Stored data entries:

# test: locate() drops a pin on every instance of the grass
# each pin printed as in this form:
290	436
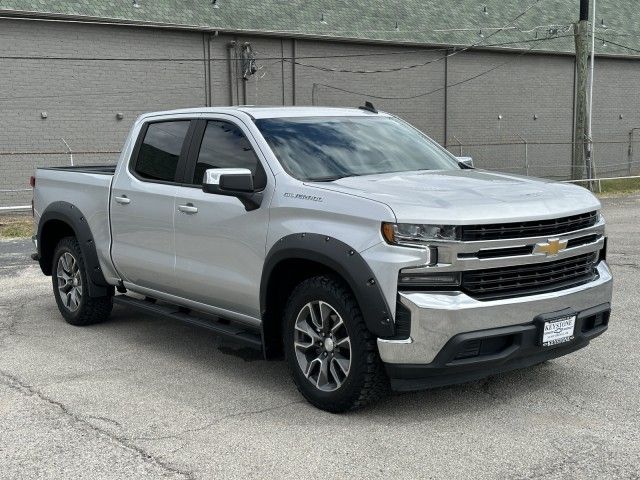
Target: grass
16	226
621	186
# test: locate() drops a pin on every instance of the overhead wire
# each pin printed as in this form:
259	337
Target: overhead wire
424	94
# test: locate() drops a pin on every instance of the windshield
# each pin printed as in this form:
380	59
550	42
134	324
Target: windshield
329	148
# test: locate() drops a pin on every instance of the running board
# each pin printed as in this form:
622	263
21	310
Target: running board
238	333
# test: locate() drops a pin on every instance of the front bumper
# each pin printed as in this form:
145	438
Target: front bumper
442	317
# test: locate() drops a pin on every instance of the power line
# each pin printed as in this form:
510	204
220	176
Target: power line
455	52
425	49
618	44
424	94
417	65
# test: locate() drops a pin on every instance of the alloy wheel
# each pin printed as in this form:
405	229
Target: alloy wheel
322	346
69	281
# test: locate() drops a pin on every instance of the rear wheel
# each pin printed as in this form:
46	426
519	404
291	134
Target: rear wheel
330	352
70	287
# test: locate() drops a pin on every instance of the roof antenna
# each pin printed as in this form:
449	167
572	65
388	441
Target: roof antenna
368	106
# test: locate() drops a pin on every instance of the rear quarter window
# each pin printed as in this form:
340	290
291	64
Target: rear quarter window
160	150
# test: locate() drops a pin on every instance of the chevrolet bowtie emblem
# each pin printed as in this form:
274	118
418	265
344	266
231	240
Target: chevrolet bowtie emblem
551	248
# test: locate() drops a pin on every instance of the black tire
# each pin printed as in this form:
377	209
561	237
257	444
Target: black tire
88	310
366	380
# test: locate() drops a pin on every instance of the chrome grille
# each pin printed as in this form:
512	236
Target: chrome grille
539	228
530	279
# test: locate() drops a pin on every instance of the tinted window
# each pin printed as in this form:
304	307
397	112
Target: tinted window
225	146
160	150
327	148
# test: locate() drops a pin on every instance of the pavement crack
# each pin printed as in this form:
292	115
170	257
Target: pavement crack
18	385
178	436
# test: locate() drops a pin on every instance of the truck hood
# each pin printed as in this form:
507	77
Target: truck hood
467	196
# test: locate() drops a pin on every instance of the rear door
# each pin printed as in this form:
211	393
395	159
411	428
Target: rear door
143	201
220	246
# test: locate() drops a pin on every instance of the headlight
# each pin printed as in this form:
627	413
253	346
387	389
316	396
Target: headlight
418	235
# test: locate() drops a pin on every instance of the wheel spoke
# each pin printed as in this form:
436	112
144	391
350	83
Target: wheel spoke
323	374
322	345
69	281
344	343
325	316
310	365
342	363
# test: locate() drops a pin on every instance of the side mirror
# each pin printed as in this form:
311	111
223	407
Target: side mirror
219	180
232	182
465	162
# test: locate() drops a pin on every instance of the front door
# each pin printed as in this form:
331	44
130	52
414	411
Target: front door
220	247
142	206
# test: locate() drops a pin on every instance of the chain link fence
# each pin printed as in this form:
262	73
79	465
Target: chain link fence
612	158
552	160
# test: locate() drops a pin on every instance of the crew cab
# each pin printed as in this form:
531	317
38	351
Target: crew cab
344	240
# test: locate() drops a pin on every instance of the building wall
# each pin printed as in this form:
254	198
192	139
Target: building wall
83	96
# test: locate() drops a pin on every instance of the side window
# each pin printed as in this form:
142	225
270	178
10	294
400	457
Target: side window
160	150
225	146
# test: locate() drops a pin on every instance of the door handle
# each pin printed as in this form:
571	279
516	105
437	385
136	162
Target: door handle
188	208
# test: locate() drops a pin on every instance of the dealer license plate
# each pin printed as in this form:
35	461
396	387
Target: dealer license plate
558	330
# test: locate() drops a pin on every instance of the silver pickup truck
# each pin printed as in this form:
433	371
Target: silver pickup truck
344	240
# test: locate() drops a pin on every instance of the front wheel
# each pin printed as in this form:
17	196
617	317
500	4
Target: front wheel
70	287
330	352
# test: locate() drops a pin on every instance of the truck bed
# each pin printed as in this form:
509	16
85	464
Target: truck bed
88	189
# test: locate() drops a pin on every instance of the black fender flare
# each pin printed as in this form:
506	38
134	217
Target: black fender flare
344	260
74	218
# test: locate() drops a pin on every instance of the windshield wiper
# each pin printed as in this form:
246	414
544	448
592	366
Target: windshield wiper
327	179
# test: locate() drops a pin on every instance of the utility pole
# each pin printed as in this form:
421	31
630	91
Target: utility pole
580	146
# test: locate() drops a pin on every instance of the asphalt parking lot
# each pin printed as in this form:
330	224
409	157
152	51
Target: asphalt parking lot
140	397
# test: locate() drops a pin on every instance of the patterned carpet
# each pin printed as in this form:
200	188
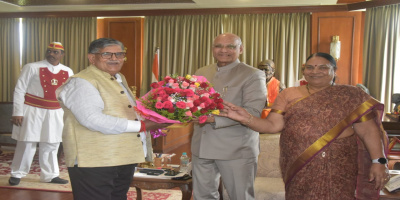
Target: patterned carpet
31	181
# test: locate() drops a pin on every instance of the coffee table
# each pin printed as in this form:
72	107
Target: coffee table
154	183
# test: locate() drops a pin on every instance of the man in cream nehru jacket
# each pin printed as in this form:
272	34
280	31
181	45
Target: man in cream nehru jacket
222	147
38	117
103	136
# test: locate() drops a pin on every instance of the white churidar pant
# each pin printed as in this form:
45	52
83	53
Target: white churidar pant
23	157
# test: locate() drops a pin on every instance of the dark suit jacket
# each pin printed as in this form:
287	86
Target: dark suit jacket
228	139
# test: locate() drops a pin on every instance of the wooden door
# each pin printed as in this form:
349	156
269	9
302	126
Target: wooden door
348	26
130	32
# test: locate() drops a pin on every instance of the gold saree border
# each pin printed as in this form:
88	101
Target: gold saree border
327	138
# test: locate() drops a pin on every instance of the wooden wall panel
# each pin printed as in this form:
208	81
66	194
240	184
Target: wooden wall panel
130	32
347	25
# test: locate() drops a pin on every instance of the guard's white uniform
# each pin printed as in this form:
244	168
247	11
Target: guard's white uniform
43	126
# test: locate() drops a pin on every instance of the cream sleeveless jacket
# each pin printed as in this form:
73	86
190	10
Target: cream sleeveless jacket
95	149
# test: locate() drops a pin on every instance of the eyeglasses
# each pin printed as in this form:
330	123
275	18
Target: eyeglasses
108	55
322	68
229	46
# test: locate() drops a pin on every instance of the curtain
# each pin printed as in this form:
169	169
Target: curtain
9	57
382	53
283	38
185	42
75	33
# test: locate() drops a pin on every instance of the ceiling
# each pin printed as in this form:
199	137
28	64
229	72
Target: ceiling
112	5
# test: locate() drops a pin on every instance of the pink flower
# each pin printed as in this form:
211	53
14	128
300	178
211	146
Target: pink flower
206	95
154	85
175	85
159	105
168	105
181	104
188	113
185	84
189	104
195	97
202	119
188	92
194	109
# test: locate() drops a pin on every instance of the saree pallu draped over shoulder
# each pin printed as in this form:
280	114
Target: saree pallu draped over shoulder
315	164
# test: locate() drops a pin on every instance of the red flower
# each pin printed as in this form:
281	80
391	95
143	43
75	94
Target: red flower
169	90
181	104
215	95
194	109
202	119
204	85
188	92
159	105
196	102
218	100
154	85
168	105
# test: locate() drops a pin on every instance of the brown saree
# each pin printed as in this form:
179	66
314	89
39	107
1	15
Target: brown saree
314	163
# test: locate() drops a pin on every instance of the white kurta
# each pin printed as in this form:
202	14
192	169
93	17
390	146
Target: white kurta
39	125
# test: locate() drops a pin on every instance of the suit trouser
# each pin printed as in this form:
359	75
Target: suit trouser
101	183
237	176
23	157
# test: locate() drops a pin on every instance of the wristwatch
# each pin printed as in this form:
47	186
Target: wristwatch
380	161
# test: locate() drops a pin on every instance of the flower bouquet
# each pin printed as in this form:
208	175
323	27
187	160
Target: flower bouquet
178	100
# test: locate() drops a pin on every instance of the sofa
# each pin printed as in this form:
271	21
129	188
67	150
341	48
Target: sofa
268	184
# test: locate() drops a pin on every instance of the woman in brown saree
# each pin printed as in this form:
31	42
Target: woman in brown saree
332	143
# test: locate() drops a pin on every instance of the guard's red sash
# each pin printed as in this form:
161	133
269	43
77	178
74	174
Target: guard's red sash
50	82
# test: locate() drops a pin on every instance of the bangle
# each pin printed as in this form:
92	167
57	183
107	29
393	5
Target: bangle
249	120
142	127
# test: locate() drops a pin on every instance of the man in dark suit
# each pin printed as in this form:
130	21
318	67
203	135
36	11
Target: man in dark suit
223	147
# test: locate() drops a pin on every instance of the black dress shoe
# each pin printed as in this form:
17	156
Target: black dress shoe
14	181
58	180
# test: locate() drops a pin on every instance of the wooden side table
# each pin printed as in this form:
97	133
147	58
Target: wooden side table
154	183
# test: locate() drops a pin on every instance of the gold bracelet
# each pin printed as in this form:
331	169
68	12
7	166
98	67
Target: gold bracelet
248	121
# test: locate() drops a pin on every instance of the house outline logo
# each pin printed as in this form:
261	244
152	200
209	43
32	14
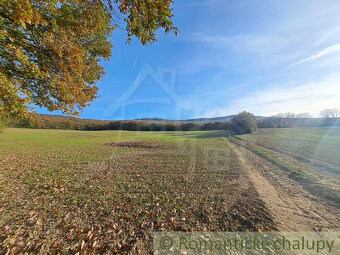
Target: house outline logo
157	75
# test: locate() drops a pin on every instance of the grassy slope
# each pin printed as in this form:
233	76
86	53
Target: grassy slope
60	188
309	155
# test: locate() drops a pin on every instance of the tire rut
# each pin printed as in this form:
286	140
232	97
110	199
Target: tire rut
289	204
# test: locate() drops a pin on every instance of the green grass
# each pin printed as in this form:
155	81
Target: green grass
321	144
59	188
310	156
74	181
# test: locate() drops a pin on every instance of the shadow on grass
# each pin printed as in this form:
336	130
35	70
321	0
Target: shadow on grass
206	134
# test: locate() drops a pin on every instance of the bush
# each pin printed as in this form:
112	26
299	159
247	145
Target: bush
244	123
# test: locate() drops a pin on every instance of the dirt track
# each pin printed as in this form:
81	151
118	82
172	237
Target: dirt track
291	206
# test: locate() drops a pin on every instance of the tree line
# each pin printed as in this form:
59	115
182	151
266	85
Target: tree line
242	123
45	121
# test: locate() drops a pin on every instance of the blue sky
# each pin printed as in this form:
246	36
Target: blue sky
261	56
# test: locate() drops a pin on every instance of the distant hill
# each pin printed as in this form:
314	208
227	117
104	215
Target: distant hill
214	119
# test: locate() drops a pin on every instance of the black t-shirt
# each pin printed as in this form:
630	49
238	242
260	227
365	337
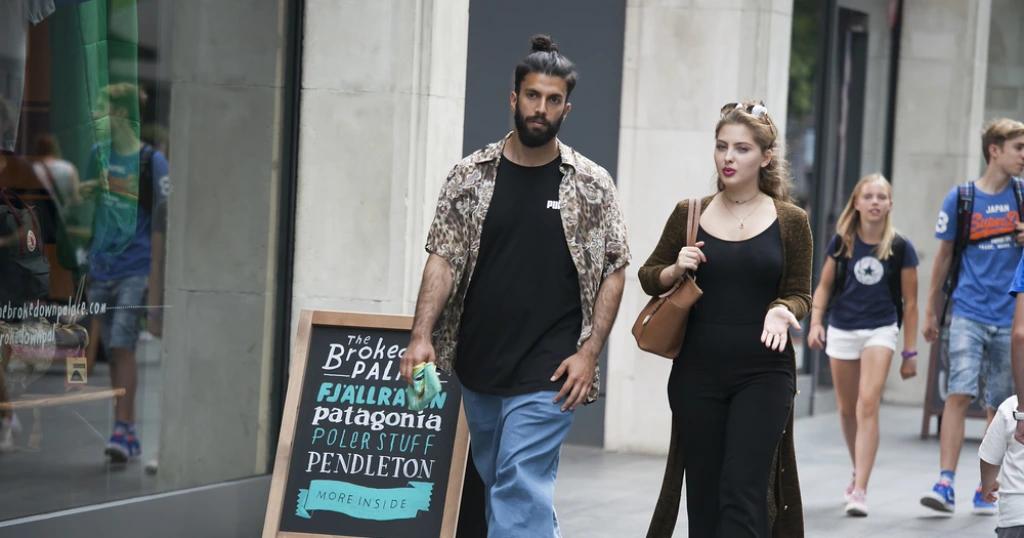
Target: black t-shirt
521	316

TASK DESCRIPTION - Each line from the first line of the entries through the line containing "the rear wheel" should be duplicated word for word, and nothing more; the pictures stay out.

YOUR RESPONSE -
# test: locate() drops a pin on every instance of the grass
# each pin printed as in this form:
290	436
Target: grass
16	226
621	186
# test: locate() drops a pin on every instance of the overhead wire
# each pin printed as in this form:
259	337
Target: overhead wire
424	94
# test: locate() drops a pin on every instance of the windshield
# each pin printed as in this form:
380	59
550	42
134	324
Target: windshield
329	148
# test: locate() drops a pin on every instance of the running board
# each pin printed as in this form:
622	263
21	310
Target: running board
238	333
# test: locate() drops a pin on every instance of the front bumper
# each pin printed as in this form:
145	438
Target: front bumper
442	317
# test: locate() drops a pin on every instance of the power line
# each pin printed as in this form:
510	204
220	176
Target: power line
455	52
425	49
618	44
424	94
417	65
# test: locate() drops a pin on every instance of the alloy wheel
# each pin printed as in this form:
405	229
Target: alloy wheel
322	346
69	281
# test: locate() drops a pin on every instance of the rear wheel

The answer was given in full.